**EXERCISE BRIEF:** Collect every line below that contains the string "green" and copy each one.

**RECORD EXCERPTS:**
-- Begin --

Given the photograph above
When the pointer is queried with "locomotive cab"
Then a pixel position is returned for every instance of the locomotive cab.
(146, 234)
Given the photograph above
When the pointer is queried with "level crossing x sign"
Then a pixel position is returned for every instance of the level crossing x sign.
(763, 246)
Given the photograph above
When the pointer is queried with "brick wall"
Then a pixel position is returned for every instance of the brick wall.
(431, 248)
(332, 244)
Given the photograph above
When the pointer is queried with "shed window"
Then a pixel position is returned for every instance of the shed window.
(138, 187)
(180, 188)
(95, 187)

-- End --
-- Begin --

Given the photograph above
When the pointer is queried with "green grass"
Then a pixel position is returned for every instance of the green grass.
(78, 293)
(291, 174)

-- End --

**SOLUTION TO THIS PROBLEM:**
When the pointer is queried with "green grass"
Then a pixel position is returned for every instance of the green grass.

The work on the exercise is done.